Document extract:
Most questions, tasks, and assignments are text-specific and/or text-dependent, requiring students to engage with the text directly (drawing on textual evidence to support both what is explicit as well as valid inferences from the text).

The instructional materials reviewed for Grade 6 meet the criteria for Indicator 1f.

Materials include text-specific and text-dependent questions, tasks, and assignments, which support students in making meaning of the texts read and require students to engage with the text directly. The Teacher Wrap in the margins of the Teacher Edition includes guidance that supports teachers with implementing text-based tasks and questions. Most questions refer students back to the text or require students to use examples, details, or evidence from the text. The Teacher Wrap also includes possible student responses to support teachers with planning and implementing text-based questions and tasks.

Data provided:
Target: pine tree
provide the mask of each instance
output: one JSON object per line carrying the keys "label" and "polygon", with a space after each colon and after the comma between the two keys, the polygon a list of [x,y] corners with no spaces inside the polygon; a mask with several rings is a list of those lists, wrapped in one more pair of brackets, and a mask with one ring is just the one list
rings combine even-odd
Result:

Work to complete: Write out the passage of the Grade 6 materials review between "Materials include text-specific" and "questions and tasks.", inclusive. The material has no connection to the Grade 6 materials review.

Task solution:
Materials include text-specific and text-dependent questions, tasks, and assignments, which support students in making meaning of the texts read and require students to engage with the text directly. The Teacher Wrap in the margins of the Teacher Edition includes guidance that supports teachers with implementing text-based tasks and questions. Most questions refer students back to the text or require students to use examples, details, or evidence from the text. The Teacher Wrap also includes possible student responses to support teachers with planning and implementing text-based questions and tasks.